◆ What you will do ◆
Switch "boulder" to "rock" in everything in the data from the line containing "of the rope" down to the line containing "(225, 1096)". Give back only those lines, with nothing else changed.

Position annotation records
┄┄┄┄┄┄┄┄┄┄

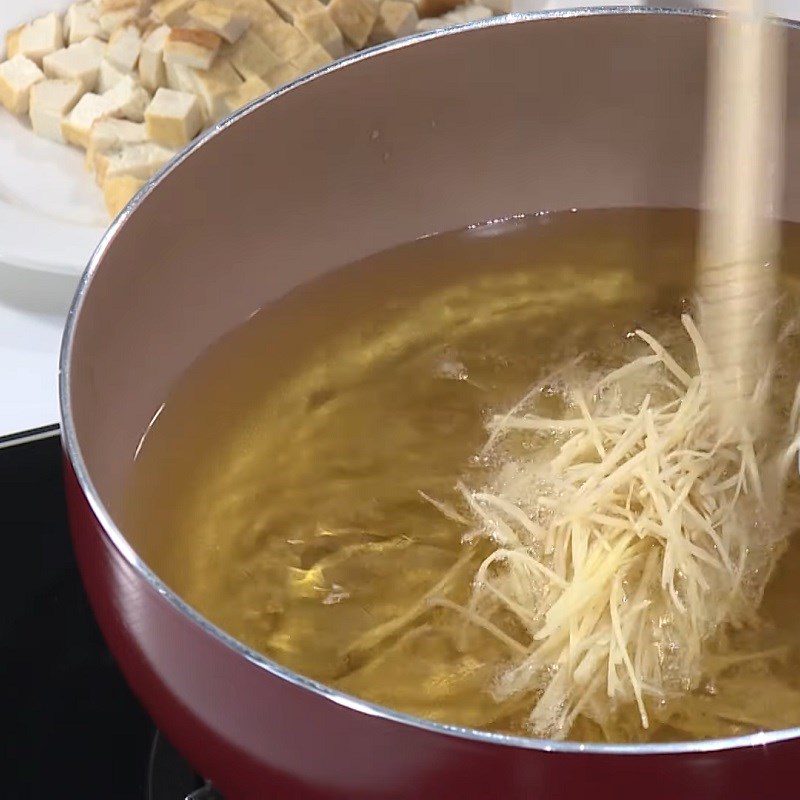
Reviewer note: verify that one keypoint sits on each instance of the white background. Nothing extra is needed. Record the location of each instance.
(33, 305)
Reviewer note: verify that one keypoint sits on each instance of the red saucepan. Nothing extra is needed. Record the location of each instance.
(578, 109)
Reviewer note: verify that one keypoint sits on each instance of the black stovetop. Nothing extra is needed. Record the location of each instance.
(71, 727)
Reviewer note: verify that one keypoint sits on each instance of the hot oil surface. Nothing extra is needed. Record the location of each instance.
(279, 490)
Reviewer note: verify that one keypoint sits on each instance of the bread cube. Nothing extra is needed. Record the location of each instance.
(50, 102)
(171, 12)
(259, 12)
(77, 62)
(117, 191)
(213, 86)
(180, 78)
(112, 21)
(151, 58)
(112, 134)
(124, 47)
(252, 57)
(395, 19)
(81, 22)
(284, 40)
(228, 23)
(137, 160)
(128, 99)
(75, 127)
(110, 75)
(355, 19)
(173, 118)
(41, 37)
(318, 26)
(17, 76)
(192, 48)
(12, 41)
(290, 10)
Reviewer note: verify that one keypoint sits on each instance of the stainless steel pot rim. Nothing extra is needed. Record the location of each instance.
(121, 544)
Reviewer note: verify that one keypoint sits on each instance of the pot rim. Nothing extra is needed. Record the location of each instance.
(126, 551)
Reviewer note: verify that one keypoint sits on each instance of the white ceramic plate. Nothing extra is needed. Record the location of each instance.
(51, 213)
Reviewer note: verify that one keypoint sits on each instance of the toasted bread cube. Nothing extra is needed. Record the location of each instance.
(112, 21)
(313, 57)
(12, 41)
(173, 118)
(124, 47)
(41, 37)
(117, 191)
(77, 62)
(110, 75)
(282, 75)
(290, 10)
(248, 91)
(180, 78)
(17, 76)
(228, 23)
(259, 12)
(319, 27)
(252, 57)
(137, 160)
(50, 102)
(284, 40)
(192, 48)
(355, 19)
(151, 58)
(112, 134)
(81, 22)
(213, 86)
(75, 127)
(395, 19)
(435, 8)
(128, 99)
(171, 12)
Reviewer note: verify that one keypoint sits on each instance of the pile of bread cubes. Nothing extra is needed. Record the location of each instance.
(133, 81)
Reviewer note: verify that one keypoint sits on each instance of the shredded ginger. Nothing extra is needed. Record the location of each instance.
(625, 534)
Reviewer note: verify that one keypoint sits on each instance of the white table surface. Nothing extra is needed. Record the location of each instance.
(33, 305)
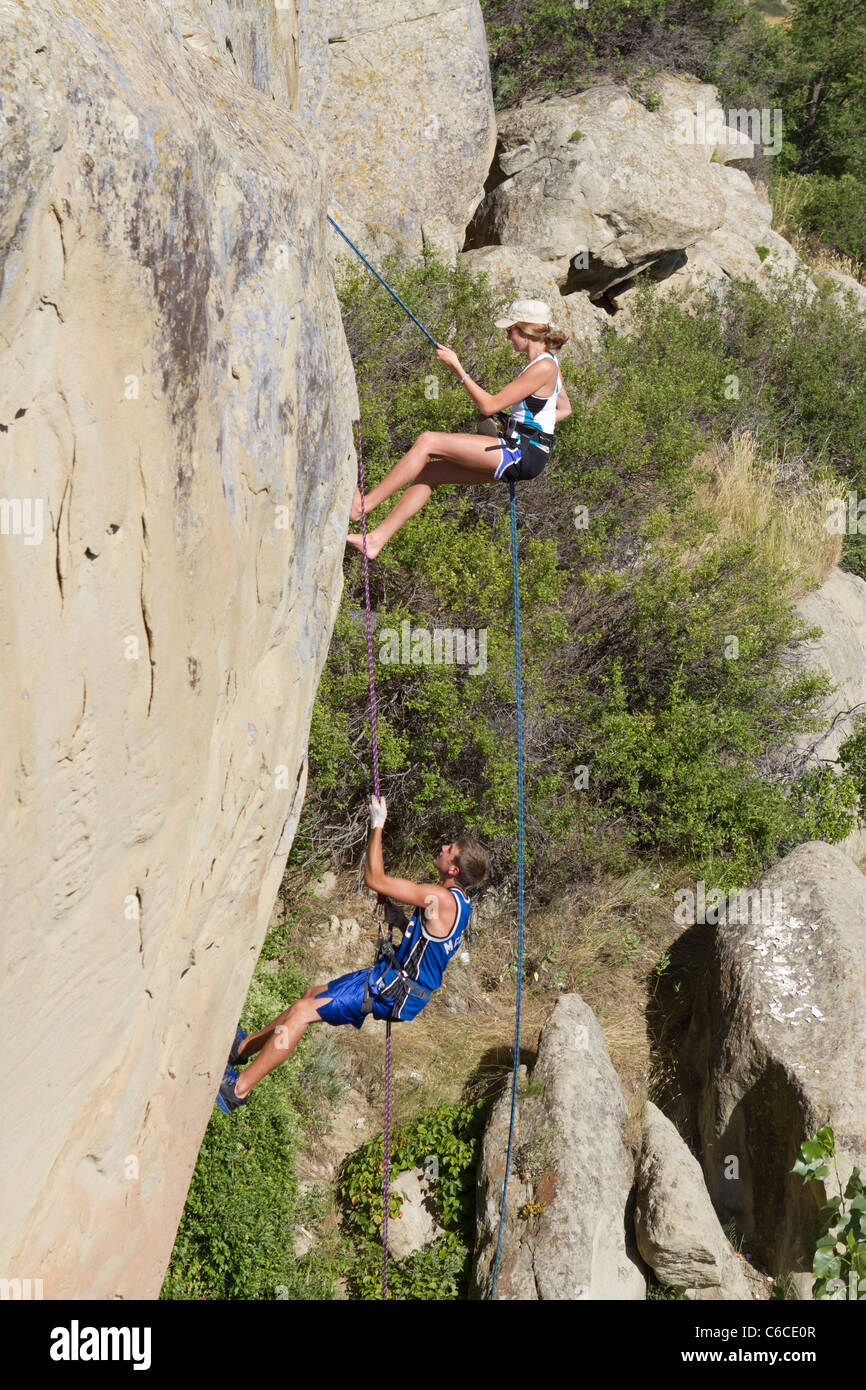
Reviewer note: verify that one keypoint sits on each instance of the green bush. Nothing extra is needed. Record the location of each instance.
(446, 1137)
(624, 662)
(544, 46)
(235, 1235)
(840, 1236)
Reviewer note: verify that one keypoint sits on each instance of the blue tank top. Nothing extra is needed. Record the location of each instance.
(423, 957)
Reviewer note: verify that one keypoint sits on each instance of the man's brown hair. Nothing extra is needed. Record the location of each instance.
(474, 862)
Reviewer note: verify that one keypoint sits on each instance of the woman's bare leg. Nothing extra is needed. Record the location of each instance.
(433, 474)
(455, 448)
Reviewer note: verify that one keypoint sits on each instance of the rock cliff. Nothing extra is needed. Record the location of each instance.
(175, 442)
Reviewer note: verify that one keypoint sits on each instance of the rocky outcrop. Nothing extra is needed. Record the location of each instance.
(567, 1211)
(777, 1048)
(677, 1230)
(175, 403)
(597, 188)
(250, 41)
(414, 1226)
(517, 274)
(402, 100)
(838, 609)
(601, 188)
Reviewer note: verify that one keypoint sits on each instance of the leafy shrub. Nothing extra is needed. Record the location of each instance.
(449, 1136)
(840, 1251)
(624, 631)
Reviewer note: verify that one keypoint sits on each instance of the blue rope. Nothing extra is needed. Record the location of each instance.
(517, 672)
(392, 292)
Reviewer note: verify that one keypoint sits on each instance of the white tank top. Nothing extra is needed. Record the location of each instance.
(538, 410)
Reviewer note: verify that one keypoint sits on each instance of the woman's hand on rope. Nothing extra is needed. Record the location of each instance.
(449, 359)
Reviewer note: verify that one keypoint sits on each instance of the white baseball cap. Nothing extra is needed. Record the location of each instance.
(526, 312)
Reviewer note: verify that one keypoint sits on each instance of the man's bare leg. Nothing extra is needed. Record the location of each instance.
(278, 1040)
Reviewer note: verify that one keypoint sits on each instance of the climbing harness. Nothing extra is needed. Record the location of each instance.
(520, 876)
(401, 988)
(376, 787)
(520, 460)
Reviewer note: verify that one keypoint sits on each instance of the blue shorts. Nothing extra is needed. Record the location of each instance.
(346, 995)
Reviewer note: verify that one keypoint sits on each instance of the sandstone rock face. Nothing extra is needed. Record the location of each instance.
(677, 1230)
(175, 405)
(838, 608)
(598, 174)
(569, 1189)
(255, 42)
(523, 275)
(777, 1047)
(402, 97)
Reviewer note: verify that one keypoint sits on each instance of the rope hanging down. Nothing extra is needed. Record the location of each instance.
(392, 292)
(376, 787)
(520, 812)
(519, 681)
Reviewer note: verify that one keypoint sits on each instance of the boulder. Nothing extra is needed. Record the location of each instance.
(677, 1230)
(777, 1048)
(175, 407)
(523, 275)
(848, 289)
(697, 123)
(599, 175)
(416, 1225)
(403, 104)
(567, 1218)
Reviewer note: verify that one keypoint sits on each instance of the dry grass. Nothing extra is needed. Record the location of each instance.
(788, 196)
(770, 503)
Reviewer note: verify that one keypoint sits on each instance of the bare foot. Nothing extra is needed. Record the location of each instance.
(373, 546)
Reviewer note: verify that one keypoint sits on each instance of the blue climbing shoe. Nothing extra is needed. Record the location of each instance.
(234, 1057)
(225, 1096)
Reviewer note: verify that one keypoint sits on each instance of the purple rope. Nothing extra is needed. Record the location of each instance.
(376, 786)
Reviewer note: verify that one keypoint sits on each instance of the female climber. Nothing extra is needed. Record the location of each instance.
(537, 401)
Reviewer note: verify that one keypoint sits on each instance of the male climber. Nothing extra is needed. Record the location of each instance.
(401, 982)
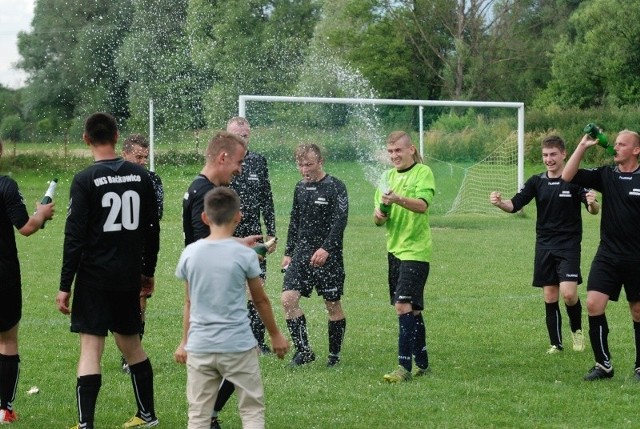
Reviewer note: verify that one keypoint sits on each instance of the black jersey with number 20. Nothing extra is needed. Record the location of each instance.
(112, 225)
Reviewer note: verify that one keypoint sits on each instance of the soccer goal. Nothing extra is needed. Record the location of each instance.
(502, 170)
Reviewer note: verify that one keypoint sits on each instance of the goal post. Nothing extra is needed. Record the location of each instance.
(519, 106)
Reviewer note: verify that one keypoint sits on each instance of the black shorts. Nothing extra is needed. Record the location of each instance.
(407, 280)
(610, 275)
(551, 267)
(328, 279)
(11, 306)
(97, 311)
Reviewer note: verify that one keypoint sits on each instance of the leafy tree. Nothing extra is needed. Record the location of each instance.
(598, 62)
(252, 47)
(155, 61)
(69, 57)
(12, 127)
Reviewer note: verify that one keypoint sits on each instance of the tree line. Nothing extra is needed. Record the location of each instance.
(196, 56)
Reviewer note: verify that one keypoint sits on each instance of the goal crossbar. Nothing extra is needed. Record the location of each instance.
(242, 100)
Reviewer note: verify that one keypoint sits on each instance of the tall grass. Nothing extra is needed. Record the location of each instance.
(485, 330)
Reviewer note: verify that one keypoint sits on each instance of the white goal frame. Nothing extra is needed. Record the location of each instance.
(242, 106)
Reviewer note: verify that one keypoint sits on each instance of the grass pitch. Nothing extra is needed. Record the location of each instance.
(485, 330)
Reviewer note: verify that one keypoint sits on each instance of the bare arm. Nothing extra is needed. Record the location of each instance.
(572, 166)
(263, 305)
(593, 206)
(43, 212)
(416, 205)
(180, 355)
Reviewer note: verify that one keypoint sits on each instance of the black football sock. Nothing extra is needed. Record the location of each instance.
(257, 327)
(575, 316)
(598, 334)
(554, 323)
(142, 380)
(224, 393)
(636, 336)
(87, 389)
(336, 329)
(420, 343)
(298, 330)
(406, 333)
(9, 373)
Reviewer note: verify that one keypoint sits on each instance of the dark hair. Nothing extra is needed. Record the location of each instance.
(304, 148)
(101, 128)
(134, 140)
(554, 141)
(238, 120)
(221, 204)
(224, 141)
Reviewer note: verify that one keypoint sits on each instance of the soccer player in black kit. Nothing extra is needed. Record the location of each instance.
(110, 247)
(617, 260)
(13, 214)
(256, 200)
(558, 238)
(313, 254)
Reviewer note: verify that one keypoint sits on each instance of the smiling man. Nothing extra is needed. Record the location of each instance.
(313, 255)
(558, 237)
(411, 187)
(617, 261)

┄┄┄┄┄┄┄┄┄┄

◆ Written reply ◆
Reviewer note: verify that one keypoint sits on each instance of the rope hanging down. Nothing extra is needed. Record the location of each instance.
(392, 292)
(376, 787)
(520, 812)
(519, 681)
Reviewer note: verify that one keypoint sits on each instance of the rock. Nothing extra is needed. Record the location of each instance.
(677, 1230)
(777, 1048)
(175, 407)
(523, 275)
(848, 289)
(697, 123)
(599, 175)
(416, 1225)
(403, 104)
(567, 1218)
Reviewer note: verify that one keypoint sits on each instance of the dry grass. Nothing extra is needed. Record the location of each instance.
(788, 196)
(770, 503)
Reviewer note: verify that one keypoint sits on each instance of the bare foot. Nothing extra is needed. Record the location of each instance.
(373, 546)
Reviewer note: verify that one keypoint sits on each instance of the blue climbing shoe. Nothing extra is needed. Record the location of each instance.
(234, 1057)
(225, 1096)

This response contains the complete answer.